#### What to produce:
Every record must be repeated exactly, with no omission.

#### Dataset excerpts:

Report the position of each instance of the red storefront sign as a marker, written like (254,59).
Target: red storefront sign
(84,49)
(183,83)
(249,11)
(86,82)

#### Written answer:
Report the position of each instance of the red storefront sign as a marker, written like (254,59).
Target: red storefront sign
(84,49)
(183,83)
(249,11)
(86,82)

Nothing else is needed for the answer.